* _Given problem_
Reproduce the records character for character, from the line that contains "In this practice step, locate the river water" through the end of the records.
## BEGIN
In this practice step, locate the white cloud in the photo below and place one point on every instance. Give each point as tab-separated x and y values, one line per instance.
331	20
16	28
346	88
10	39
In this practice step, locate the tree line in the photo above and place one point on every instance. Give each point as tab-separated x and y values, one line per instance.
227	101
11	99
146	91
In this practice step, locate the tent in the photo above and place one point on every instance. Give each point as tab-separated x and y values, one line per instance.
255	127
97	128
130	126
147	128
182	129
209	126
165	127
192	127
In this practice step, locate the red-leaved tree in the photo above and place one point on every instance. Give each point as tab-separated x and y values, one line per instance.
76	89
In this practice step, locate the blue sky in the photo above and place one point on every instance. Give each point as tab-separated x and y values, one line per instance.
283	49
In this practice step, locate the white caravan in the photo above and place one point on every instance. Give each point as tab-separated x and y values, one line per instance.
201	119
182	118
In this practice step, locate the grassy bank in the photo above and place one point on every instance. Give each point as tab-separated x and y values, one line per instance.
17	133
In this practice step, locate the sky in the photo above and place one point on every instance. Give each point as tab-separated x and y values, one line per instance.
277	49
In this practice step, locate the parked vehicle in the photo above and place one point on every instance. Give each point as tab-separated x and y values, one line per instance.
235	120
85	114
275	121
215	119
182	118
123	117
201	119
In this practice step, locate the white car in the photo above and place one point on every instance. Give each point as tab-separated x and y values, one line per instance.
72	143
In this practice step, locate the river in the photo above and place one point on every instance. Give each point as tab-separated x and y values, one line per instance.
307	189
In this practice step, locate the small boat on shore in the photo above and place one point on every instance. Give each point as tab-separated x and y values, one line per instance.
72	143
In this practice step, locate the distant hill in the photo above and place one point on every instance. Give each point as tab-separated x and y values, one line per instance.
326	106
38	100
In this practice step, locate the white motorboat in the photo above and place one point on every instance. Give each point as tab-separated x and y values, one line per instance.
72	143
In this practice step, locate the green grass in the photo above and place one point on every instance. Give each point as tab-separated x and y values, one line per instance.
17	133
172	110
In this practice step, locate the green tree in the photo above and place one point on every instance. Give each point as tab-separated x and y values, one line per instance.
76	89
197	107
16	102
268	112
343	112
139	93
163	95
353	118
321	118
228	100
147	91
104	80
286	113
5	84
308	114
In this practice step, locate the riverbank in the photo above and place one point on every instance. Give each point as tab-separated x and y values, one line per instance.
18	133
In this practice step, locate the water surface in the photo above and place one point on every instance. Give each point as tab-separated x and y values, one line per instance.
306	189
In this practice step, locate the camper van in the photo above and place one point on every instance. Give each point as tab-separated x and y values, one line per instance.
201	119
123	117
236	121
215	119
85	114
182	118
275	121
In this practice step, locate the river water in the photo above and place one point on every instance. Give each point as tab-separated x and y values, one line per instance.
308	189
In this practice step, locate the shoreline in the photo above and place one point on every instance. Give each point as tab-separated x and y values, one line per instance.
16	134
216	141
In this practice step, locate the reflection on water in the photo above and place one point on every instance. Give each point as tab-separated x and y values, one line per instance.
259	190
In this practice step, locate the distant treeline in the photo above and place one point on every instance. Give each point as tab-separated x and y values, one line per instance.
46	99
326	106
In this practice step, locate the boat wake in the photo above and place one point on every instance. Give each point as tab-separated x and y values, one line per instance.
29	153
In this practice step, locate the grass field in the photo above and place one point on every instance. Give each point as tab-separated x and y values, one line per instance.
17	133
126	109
## END
* _Exercise solution_
In this practice step, locate the river water in the photo above and place one point on every instance. Give each point as tab-separated x and y values, one line per instance.
308	189
In this practice step, locate the shoreline in the photo above and place one point on every instance. Give each point as tab-separated x and y values, one line per instance.
16	134
216	141
In this practice step, locate the reflection on water in the photo above and place one point on every instance. Give each point as tab-separated x and y values, one line per instance.
259	190
In this practice step, locate the distant treeline in the photo above and place one point on every instance. Give each point as tab-separated x and y values, one line per instance.
46	99
326	106
In this practice step, locate the boat wake in the photo above and place one point on every instance. Give each point as tab-separated x and y values, one line per instance.
29	153
In this practice step, locate the grass field in the photo above and place one point on every instance. Give each point as tab-separated x and y values, one line per instance.
17	133
126	109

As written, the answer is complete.